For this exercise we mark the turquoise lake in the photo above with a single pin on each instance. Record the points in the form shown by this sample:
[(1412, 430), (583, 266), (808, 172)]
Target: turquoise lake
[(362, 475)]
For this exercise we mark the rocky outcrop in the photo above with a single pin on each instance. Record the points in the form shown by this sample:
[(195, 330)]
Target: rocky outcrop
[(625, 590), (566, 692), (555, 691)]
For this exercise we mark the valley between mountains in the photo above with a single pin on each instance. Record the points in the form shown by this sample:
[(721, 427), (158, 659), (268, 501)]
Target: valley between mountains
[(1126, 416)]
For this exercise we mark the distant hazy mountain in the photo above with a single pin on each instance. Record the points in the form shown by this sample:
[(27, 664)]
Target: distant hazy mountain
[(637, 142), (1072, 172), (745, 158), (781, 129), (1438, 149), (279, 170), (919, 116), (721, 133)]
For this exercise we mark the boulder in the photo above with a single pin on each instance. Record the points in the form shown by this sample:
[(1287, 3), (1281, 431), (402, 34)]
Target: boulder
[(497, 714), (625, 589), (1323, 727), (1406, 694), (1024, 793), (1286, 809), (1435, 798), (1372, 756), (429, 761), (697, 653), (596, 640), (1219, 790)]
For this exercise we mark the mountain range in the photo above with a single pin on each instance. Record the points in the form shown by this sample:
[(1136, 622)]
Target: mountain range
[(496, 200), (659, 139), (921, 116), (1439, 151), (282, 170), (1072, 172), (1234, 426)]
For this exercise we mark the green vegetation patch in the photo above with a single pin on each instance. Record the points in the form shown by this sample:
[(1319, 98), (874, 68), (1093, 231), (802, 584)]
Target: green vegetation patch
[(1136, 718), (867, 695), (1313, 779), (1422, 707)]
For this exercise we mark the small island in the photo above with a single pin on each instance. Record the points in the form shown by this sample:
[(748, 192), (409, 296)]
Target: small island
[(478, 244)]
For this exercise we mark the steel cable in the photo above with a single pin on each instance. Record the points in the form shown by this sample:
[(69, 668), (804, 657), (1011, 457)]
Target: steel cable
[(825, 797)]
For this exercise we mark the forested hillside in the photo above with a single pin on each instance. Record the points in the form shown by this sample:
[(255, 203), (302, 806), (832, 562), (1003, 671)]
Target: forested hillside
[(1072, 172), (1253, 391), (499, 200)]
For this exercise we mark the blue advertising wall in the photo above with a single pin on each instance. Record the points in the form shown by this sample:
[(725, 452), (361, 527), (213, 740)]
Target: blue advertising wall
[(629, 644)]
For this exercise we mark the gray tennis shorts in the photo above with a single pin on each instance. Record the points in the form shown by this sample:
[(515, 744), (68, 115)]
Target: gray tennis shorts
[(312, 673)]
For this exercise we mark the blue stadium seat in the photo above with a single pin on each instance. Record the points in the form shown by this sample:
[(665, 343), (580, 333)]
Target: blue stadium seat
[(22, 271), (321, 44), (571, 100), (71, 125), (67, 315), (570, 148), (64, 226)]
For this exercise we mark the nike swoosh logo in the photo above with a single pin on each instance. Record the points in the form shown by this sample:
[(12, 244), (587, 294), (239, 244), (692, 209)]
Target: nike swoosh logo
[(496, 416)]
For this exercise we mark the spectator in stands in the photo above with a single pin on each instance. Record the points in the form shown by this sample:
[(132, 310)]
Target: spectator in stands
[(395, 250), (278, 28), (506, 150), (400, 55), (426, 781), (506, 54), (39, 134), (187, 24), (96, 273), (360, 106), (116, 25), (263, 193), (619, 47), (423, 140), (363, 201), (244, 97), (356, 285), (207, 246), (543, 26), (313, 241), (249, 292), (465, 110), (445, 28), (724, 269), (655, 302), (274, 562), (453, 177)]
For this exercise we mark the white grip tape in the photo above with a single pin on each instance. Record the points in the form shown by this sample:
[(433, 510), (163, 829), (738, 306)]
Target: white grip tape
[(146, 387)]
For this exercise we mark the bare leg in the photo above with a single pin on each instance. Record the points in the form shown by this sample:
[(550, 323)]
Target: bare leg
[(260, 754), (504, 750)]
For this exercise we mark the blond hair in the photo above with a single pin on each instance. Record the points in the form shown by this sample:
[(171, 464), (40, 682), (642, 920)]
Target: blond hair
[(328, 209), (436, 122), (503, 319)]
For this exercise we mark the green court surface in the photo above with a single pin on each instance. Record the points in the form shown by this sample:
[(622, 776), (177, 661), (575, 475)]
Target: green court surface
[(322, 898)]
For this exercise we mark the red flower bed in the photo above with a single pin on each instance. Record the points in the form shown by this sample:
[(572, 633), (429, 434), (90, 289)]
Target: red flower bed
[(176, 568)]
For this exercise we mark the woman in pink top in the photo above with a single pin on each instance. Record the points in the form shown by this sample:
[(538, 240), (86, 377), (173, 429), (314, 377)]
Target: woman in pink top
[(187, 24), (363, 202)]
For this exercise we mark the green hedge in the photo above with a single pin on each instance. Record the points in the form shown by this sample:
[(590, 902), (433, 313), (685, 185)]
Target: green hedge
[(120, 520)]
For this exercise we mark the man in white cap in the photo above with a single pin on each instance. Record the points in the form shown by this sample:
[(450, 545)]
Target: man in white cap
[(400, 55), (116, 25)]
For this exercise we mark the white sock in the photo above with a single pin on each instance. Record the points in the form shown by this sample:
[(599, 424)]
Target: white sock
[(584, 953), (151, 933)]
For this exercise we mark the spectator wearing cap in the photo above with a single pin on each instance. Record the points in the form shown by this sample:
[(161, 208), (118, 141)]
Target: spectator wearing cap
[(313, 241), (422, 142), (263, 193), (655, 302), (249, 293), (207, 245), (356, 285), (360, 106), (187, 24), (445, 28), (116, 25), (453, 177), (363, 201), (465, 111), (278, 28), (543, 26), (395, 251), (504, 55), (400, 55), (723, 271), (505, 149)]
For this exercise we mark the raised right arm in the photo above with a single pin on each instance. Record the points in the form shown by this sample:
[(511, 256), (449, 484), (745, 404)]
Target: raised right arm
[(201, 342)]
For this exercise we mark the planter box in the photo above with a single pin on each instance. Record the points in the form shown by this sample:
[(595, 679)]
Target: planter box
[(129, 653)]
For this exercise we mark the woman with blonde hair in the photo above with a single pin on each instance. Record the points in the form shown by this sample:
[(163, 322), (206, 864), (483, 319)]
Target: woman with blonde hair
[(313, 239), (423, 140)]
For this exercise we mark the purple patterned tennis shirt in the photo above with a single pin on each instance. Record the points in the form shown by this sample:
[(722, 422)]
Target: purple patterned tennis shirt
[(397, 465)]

----------------------------------------

A word-for-word restatement of all the records is required.

For this exercise we mark the turquoise lake in the photo above with a single pin on each instance. Record the points in the form shown by this sample:
[(1412, 430), (583, 266), (808, 172)]
Target: turquoise lake
[(362, 475)]
For this exercise we mark the rocky outcrop in the photo above with a single pin on each instance. Record the points in the form shown by this sample:
[(195, 330)]
Target: rocky outcrop
[(625, 590), (566, 692), (555, 691)]
For this exercise we mark the valley between mountains in the photo above with a single pin on each instance. Record the points in the form shown by this sample:
[(721, 427), (158, 659), (268, 501)]
Target: valley between mountains
[(1126, 416)]
For this exercise we mark the distant hazy mountain in the photo above with a single pin on each instance. Record the points in the form shown by this sample:
[(27, 664)]
Target: distant hazy mountain
[(637, 142), (1072, 172), (745, 158), (781, 129), (1438, 149), (279, 170), (919, 116), (721, 133)]
For this exercise we mark the boulder in the photo above with a single pin on each instance. Record the points in the form shown by this sample:
[(1287, 3), (1281, 431), (402, 34)]
Target: boulder
[(497, 714), (625, 589), (1323, 727), (1406, 694), (1024, 793), (1286, 809), (1435, 798), (1372, 756), (429, 761), (697, 653), (596, 640), (1219, 790)]
For this exercise we mark the mountain range in the photo above with a single pin on each instance. Record the points in the form shown by this sample:
[(1136, 622)]
Target: mountain range
[(496, 200), (659, 139), (921, 116), (1439, 151), (282, 170), (1072, 172), (1234, 426)]
For this exercise we mark the green vegetation patch in the photo above with a single pin on each instance. Record the points in the form shown by this sample:
[(1319, 98), (874, 68), (1093, 231), (802, 584)]
Target: green vegetation patch
[(1136, 718), (867, 695), (1313, 779), (1422, 707)]
For this exercise we mark the small island in the photo above with a single pin on each instance. Record the points in the form shown by this sample:
[(748, 192), (409, 296)]
Target: small island
[(478, 244)]
For this exercise we mark the steel cable in the photo above with a single pin on each instance. Record the points in the form shown by this sample:
[(69, 668), (804, 657), (1011, 457)]
Target: steel cable
[(825, 797)]
For this exercise we mark the forested hillside in the photo above with a single pin on each instance. Record the points in the form shown by this sample:
[(255, 203), (302, 806), (832, 562), (1003, 671)]
Target: forested hillside
[(1072, 172), (1253, 391), (499, 200)]
For this exercise we mark the blue advertising wall in the photo above with a single pin on each instance. Record the points in the form shown by this sample:
[(725, 452), (361, 527), (213, 740)]
Target: blue advertising wall
[(629, 644)]
For this exercise we mark the gray tennis shorts in the photo above with a single pin on each instance. Record the points in the form shown by this sample:
[(515, 744), (68, 115)]
Target: gray tennis shorts
[(312, 673)]
For this exercise we mark the blue stadium seat in the photo above with a single pin on each instance. Record the points in the form shown by this sample:
[(665, 343), (580, 333)]
Target: blue stadium seat
[(22, 271), (321, 44), (571, 100), (71, 125), (67, 315), (570, 148), (64, 226)]
For this exercise we mark the nike swoosh logo in the photo above with a single pin on each instance. Record the points in the form shown by this sample:
[(12, 244), (587, 294), (239, 244), (692, 209)]
Target: nike swoosh logo
[(496, 416)]
For this exercise we mark the spectator in stands in the photo above with a single pin on each instance. Record the points in the form shown by this sample:
[(132, 310)]
Target: spectator in stands
[(395, 250), (278, 28), (506, 150), (400, 55), (426, 781), (506, 54), (39, 134), (187, 24), (96, 273), (360, 106), (116, 25), (263, 193), (619, 47), (423, 140), (363, 201), (244, 97), (356, 285), (207, 246), (543, 26), (313, 241), (249, 292), (465, 110), (445, 28), (724, 269), (655, 302), (274, 562), (453, 177)]
For this exercise we mark the white grip tape in the photo above with a single pin on each instance. Record the points in the form shown by this sample:
[(433, 510), (163, 829), (738, 306)]
Target: white grip tape
[(146, 387)]
For this exercise we mark the bare leg in the photo above with a single pin on each instance. Record the points in the form shown by this sample:
[(550, 323)]
Target: bare leg
[(260, 754), (504, 750)]
For this exercise we mark the blond hair in the photo above with a single pin on each instance. Record the points in the form shown by this sample:
[(171, 464), (40, 682), (642, 920)]
Target: blond hair
[(328, 209), (436, 122), (503, 319)]
For this exercise we mark the green court surface in the photo above with a single pin on each instance. Record the points in the form shown by this sample:
[(622, 776), (177, 661), (575, 475)]
Target: green court surface
[(322, 898)]
For this exercise we mark the red flower bed in the photo above with a single pin on each instance. Record the points in the form shown by this sample:
[(572, 633), (429, 434), (90, 289)]
Target: red flower bed
[(176, 568)]
For this exercise we mark the woman in pink top in the photo above with a single pin on each instance. Record the points in the form shown by this sample:
[(538, 240), (86, 377), (173, 429), (314, 377)]
Target: woman in pink top
[(187, 24), (363, 202)]
For this exercise we mark the green hedge in the photo above with a single pin on each instance. Record the points in the form shown by this sample:
[(590, 902), (433, 313), (685, 185)]
Target: green hedge
[(120, 520)]
For this exercise we mark the man in white cap in the photo above with a single pin on each instance. Record the points in the form shown by this sample:
[(450, 545)]
Target: man in white cap
[(400, 55), (116, 25)]
For this exercise we mark the white sock in the photo above with a single pin on each instance. Record the points in the form shown by this sample:
[(599, 424)]
Target: white sock
[(584, 953), (151, 933)]
For this exercise we mark the spectator wearing cap in the photo above with a single pin on each instance. Record the points in the form shown by this sample:
[(161, 208), (118, 141)]
Target: spectator wearing cap
[(313, 241), (422, 142), (263, 193), (655, 302), (249, 293), (207, 245), (356, 285), (360, 106), (187, 24), (445, 28), (116, 25), (453, 177), (363, 201), (465, 111), (278, 28), (543, 26), (395, 251), (504, 55), (400, 55), (723, 271), (505, 149)]
For this exercise we mark the raised right arm in the photo above with a single pin on each instance. Record the points in the form shown by this sample:
[(511, 256), (449, 484), (745, 404)]
Target: raised right arm
[(201, 342)]
For this exercise we mark the planter box in the photo above with a single pin on each instance. Record the points in the form shown by this sample:
[(595, 679)]
Target: planter box
[(129, 653)]
For this exercise we mark the woman with blonde hair in the photo above with a single pin on each instance. Record the points in the form shown by this sample:
[(163, 322), (206, 864), (483, 319)]
Target: woman with blonde hair
[(313, 239), (423, 140)]
For this exercise we mark the purple patterned tennis shirt in the photo above with a single pin on each instance. Record the points in the form shown by this sample:
[(722, 422)]
Target: purple patterned tennis shirt
[(397, 465)]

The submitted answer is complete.